• Problem to solve: Reproduce every line of the entries starting at the line containing "of the hazy" and ending at the line containing "the black dress", both included. Keep the wording unchanged and shift each coordinate by adding 27 to both its x and y values.

• Record list:
▼

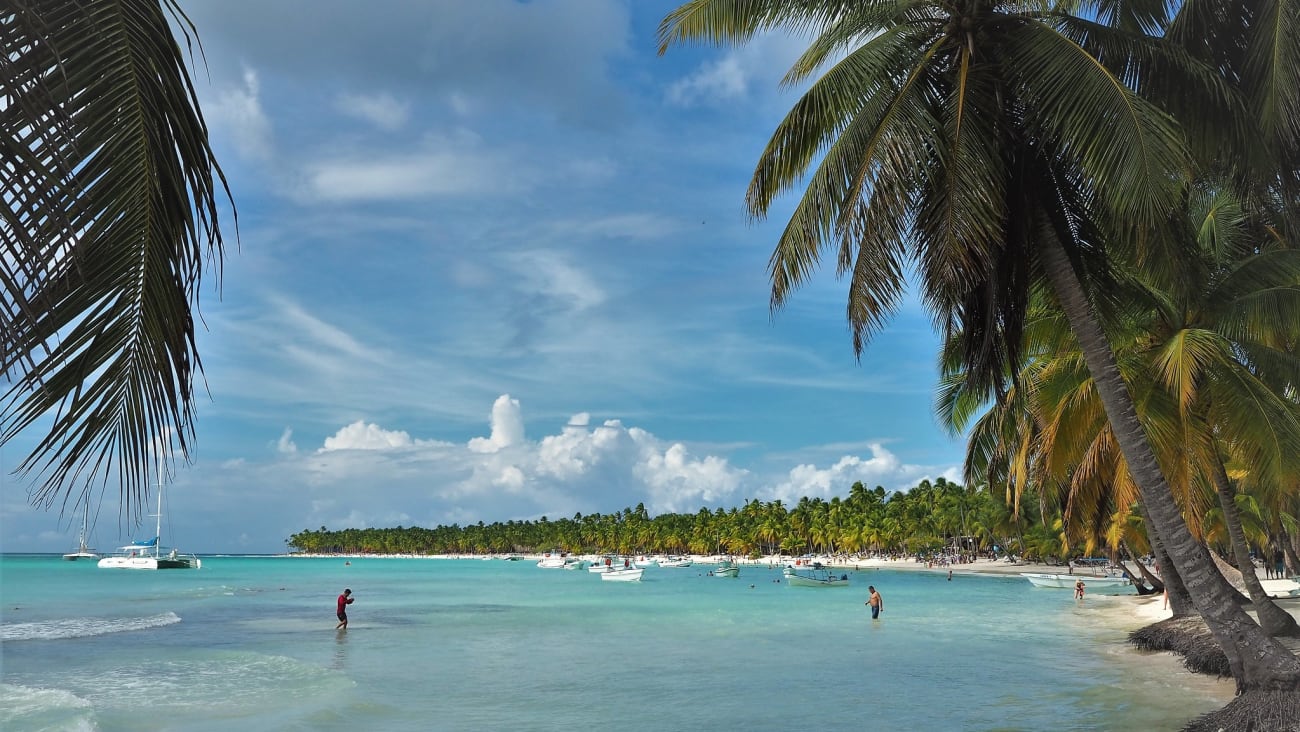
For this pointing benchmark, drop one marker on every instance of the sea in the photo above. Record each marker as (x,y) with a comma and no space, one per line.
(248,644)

▲
▼

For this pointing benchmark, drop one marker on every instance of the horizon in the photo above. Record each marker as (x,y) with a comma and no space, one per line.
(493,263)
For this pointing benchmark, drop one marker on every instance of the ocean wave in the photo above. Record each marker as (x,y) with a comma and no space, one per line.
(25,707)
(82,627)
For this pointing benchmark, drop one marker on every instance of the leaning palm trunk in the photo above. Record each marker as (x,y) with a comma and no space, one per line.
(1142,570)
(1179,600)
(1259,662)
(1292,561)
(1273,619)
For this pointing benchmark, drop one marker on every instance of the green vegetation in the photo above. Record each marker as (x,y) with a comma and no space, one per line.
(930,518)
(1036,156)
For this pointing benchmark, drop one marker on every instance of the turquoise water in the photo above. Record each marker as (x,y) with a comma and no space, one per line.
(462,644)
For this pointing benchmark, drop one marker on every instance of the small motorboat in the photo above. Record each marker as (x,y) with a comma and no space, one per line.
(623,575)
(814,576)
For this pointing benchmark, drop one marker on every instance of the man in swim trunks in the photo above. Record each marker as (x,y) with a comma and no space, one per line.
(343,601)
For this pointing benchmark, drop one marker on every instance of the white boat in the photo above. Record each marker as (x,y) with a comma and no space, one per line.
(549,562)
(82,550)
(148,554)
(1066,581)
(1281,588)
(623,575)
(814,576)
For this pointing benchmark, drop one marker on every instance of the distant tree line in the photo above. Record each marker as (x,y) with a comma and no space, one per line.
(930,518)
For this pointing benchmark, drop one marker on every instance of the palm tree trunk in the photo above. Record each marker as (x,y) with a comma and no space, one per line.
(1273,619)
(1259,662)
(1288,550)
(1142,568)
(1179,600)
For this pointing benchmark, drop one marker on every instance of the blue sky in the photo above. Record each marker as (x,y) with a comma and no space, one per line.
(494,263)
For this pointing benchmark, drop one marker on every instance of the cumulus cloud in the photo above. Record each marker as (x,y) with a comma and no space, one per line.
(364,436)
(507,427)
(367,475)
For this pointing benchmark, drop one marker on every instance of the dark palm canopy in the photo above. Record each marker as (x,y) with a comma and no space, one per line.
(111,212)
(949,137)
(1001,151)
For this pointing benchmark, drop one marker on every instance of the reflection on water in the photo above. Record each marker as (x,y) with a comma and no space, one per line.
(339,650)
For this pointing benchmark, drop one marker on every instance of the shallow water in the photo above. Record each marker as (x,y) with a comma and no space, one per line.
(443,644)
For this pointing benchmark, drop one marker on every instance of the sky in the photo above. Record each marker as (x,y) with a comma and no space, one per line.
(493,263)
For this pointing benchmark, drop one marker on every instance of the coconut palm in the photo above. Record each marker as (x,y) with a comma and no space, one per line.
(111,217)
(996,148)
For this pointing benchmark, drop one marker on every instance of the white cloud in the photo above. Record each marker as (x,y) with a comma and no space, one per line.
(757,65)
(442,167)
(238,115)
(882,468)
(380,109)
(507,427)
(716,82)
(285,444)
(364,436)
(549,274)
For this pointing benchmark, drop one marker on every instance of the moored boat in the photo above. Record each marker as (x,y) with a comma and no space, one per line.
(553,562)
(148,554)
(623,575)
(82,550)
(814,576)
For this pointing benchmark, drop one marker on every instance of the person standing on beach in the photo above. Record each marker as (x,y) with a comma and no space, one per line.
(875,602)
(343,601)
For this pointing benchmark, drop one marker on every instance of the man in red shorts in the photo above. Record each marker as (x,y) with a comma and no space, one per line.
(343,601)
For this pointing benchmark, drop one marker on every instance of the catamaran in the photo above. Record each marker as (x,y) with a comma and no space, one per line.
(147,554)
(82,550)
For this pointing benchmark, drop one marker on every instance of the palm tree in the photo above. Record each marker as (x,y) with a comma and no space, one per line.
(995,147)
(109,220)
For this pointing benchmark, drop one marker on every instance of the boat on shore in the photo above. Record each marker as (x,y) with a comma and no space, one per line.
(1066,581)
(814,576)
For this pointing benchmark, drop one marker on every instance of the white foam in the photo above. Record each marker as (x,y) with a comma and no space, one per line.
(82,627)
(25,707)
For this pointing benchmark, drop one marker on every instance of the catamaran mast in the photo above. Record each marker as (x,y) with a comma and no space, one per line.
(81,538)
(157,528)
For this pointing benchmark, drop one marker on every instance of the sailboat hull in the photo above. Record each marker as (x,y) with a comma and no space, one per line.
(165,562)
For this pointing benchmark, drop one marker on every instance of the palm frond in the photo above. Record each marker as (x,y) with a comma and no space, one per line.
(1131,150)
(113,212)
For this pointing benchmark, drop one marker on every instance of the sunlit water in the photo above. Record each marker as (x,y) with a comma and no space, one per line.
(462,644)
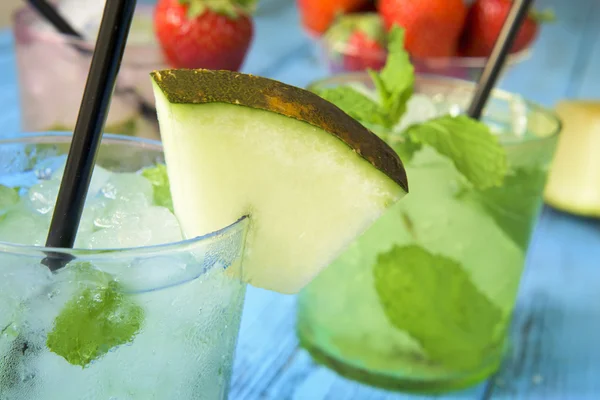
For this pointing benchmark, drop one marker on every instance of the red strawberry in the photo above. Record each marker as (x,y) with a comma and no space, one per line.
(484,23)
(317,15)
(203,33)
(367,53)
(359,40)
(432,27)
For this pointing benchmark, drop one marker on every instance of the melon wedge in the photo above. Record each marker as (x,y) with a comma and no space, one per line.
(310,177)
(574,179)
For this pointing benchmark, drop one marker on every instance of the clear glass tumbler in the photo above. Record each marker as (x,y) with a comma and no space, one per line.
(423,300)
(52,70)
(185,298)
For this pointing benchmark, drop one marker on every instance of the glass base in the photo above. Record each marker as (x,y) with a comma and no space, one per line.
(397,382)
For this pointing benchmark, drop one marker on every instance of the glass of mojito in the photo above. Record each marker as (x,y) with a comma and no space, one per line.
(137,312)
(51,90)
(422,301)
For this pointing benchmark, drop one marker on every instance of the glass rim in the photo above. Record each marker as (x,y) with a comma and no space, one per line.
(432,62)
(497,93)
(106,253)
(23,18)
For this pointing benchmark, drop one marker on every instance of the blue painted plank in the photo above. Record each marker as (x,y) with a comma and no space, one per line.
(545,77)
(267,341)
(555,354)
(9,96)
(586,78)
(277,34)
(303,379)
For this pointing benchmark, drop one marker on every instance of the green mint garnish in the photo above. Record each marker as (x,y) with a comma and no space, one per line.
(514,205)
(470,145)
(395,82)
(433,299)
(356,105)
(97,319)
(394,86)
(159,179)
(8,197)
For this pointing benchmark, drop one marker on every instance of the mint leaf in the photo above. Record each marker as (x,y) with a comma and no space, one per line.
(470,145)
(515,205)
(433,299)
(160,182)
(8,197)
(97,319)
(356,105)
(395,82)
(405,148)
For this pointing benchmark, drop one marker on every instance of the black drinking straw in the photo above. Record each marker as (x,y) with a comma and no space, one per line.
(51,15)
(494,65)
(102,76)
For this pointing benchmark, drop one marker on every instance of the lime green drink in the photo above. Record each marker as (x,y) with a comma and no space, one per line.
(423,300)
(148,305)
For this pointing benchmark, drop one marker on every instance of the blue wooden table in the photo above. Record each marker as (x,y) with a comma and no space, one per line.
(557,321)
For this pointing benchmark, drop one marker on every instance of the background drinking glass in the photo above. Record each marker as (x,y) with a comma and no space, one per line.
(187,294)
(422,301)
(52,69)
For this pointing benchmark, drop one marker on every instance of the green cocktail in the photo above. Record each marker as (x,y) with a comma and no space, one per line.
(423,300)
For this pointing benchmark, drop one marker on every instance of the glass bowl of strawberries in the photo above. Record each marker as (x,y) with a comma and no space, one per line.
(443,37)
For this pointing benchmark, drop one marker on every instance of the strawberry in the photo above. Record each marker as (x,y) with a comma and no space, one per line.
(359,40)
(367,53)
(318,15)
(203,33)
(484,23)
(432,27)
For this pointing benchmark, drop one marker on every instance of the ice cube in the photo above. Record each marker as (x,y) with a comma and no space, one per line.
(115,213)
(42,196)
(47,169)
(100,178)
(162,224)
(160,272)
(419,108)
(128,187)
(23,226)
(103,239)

▲
▼

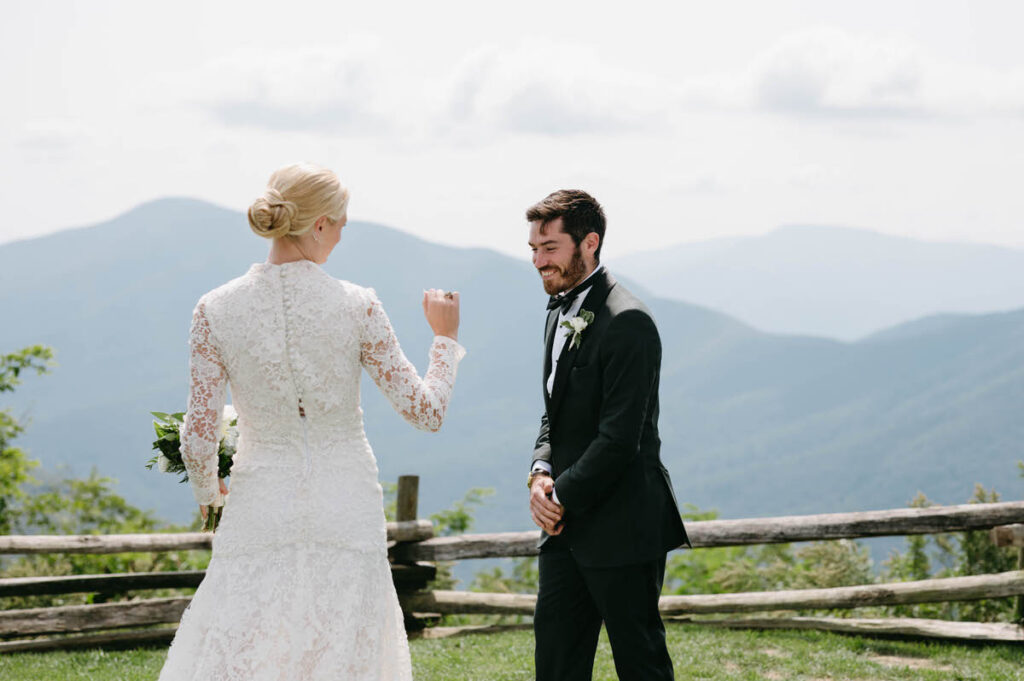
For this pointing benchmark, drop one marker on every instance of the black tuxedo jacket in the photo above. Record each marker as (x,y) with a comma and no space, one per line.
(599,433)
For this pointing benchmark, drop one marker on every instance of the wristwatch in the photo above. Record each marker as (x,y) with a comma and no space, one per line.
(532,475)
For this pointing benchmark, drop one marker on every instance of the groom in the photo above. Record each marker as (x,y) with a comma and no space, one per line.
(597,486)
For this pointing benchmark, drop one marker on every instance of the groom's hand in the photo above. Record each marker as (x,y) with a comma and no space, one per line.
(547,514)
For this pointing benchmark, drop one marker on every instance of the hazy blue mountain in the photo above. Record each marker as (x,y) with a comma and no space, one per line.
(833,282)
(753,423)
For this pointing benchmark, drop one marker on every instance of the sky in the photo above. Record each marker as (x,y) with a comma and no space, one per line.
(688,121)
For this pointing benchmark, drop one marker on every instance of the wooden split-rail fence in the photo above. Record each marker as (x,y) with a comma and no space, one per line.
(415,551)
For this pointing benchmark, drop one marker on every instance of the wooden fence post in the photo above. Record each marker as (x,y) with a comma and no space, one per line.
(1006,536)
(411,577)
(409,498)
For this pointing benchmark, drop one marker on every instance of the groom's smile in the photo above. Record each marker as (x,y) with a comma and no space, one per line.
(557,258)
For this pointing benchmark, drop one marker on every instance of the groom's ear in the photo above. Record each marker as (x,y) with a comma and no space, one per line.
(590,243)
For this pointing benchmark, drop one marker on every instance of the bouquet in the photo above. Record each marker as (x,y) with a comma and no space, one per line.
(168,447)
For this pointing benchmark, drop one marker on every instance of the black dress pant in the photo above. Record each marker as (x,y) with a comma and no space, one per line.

▲

• Solution to this exercise:
For this pointing benchmark, drop one marker on every instance of the hazy blue mountain in the photo above. Record each marker as (x,y) with a comma and no space, one per line.
(860,309)
(780,450)
For this pointing benchmark, drop one marker on every instance of the sky in the photo above. Record each marker as (x,y) with a comma and no space, one per line.
(715,148)
For this pointing benchmark, drop one marker on every instance of the wooden split-rail fence in the photo above. Record each marker as (x,y) with a comma and no space, one per line.
(442,578)
For this pointing benchmark, drop one marker on every instance of the wooden fence post in the photo above. Record each marker as (x,y) with a comma and no space, one per line.
(1033,563)
(438,604)
(436,525)
For this pointing benchmark, drop one marker on every instance of the groom's smile in the photo above. Record each marker as (x,y) with a comma and no space, one per line.
(584,285)
For this pointing benchmark, drop one marker on every instance of the groom's ear in the photo above. Record each marker as (x,y) with a comma and no space, one per line.
(617,270)
For this pointing benchmark, drop one marker on every instance of the bouquet in the photo above. Record each marker as (x,y) with a comma and no space, one per line.
(195,474)
For this pointing benchmark, drop one marker on every instance of the black dress pant in the photo above. Record each marker as (x,y) with a comma and no space, one per line.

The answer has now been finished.